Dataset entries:
>>>

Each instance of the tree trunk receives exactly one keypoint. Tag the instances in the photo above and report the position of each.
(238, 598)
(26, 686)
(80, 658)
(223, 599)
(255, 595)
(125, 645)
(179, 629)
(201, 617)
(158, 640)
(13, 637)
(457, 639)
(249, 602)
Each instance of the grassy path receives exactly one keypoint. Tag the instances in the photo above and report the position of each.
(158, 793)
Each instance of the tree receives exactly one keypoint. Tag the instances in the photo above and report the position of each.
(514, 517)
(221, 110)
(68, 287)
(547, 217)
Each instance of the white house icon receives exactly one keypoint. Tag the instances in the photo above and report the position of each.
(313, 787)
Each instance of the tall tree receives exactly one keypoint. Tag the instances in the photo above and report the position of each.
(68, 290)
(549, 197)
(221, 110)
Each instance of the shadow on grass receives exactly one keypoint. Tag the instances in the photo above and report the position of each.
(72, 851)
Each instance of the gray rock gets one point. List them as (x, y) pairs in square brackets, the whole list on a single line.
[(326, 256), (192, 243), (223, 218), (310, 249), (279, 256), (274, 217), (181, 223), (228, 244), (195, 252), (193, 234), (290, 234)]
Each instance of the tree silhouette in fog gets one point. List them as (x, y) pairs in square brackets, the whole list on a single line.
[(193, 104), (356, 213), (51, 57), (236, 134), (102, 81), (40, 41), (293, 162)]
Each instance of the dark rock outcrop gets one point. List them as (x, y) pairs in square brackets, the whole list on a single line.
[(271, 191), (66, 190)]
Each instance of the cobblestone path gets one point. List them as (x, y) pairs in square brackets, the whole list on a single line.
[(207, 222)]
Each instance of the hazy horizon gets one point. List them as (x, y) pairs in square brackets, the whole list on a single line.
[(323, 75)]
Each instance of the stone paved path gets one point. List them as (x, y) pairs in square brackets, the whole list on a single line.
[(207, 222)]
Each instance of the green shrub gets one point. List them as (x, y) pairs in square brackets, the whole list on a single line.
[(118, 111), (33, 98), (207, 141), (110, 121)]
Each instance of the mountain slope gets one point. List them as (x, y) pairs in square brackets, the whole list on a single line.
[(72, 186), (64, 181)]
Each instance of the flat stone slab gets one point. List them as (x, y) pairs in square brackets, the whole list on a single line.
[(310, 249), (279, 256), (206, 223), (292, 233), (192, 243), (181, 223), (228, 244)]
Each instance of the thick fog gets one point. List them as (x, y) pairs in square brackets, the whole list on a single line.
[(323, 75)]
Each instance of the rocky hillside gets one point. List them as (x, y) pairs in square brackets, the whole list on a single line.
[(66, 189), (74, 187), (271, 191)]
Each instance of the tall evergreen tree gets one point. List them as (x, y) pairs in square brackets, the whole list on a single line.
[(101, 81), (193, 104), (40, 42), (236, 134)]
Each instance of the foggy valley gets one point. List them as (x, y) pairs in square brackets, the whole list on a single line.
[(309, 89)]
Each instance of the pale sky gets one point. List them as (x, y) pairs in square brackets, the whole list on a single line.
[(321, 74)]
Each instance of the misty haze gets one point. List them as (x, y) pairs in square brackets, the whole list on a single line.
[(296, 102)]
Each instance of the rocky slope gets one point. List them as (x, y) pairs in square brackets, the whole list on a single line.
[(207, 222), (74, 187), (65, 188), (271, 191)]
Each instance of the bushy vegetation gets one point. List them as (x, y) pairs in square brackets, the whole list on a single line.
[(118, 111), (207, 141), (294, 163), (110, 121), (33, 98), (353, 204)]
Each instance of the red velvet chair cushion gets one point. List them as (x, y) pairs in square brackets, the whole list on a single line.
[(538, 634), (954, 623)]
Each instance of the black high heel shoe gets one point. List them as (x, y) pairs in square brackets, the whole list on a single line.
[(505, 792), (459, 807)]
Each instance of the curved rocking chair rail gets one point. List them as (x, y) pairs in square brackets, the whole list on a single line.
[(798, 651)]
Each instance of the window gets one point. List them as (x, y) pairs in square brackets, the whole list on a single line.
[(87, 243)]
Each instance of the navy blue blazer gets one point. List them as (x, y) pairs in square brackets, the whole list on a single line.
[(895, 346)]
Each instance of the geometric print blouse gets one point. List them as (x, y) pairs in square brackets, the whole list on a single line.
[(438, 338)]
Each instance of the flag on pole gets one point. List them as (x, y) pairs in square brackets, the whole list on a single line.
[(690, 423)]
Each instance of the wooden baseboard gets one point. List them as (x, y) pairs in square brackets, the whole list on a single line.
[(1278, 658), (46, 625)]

<<<

Give the entries once more, exactly as they appear.

Each instance of the tree trunk receives exactly one keypoint. Tag the instances in the photo above and report the position of each.
(238, 598)
(26, 686)
(80, 658)
(223, 599)
(255, 595)
(125, 645)
(179, 629)
(201, 617)
(158, 640)
(13, 637)
(457, 639)
(249, 602)
Each instance of the grassy path receives exactly one keypoint. Tag the instances in the photo above and report the position of each.
(158, 793)
Each instance of the tree receives exactly one keypoint. Tag the instances in the photo above and report the position of each.
(514, 517)
(221, 110)
(68, 287)
(547, 217)
Each instance of the white house icon receives exactly one keypoint. Tag the instances in the photo above and report the position of each.
(313, 787)
Each instance of the tall tree receives exactly one keypoint. Tag the instances in the photo above and report the position of each.
(68, 290)
(549, 197)
(221, 110)
Each instance of the shadow on grass receives exactly one keypoint. Tag the instances in the photo above and report the position of each.
(72, 851)
Each instance of the gray rock gets one point. List them as (x, y) pairs in square brackets, the whole list on a single line.
[(326, 256), (192, 243), (223, 218), (310, 249), (279, 256), (274, 217), (181, 223), (228, 244), (195, 252), (193, 234), (290, 234)]
Each instance of the tree silhouette in fog gets one point. List them as (x, y) pairs in square brackets, the whole list on a single line.
[(193, 104), (356, 213), (51, 57), (236, 134), (102, 81), (40, 41), (293, 162)]
Each instance of the dark rock outcrop gets one point. List them as (x, y) pairs in square brackets, the whole list on a single line.
[(271, 191), (66, 190)]
Each instance of the cobblestone path gets one point. List them as (x, y) pairs in square brackets, the whole list on a single line.
[(207, 222)]
Each instance of the hazy horizon gets one point. List them as (x, y) pairs in square brackets, the whole list on a single line.
[(323, 75)]
Each instance of the stone paved path gets one point. List them as (x, y) pairs in square brackets, the whole list on a single line.
[(207, 222)]
Each instance of the green shrub gets one point. List them as (x, y) pairs in square brackets, the whole list on a single line.
[(118, 111), (33, 98), (207, 141), (110, 121)]
Each instance of the mountain slope gets one point. List them as (x, y) pairs in square brackets, the whole list on a single line.
[(72, 186), (64, 181)]
Each instance of the flat stone slab gets one point. List them as (x, y) pairs in square brackets, the whole list on a single line.
[(310, 249), (279, 256), (206, 223), (292, 233), (192, 243), (181, 223), (228, 244)]
Each instance of the thick fog gets one point. List them as (x, y) pairs in square brackets, the whole list on a single line.
[(323, 75)]
Each instance of the rocky hillside gets one point. List them as (x, y) pairs in square brackets, the whole list on a single line.
[(66, 189), (74, 187), (271, 191)]
Each instance of the tall evergreen tree gets one point. List them as (x, y) pairs in square brackets, the whole list on a single line.
[(101, 81), (193, 104), (40, 42), (236, 134)]
Each instance of the foggy valley gets one point. List them as (x, y) pairs in square brackets, the whole list on a single line.
[(309, 89)]
Each instance of the pale sky gets one point. List them as (x, y) pairs in square brackets, the whole list on a single line.
[(321, 74)]
Each instance of the misty haze gets one point. List them as (x, y) pairs in square brackets, the whole list on a single line.
[(296, 102)]
Each instance of the rocky slope gets one point. List them as (x, y) pairs in square brackets, the whole list on a single line.
[(207, 222), (74, 187), (65, 188), (271, 191)]
Each instance of the bushy vegetation gets one point. List them as (x, y) pairs in square brackets, the whole list on a single line.
[(118, 111), (207, 141), (294, 163), (110, 121), (33, 98), (353, 204)]
Each instance of the red velvet chair cushion gets one point. List them as (x, y) pairs in square brackets, the whole list on a single line.
[(538, 634), (954, 623)]
Each instance of the black high heel shoe gets one point. List them as (x, y) pairs in square brackets, the whole list on a single line.
[(505, 792), (459, 807)]
Each instance of the curved rocking chair rail gets one point. List them as (x, y) pairs in square brackets, the whole list on a single line.
[(798, 651)]
Each instance of the window gets one point. List them as (x, y) pairs in square brackets, the whole list on a single line.
[(87, 243)]
Each instance of the navy blue blazer gets one point. List them as (x, y) pairs in square brackets, the whole list on a single line.
[(895, 346)]
Each instance of the geometric print blouse gets one point. List them as (x, y) pairs in square brackets, the whole list on a single line.
[(438, 338)]
Each instance of the flag on pole gets one point. List them as (x, y) pairs in square brackets, the whole list on a single line.
[(690, 423)]
Each instance of the wooden baseboard gets one point. List them as (x, y) pairs in square brackets, the whole list on a single line.
[(1278, 658), (46, 625)]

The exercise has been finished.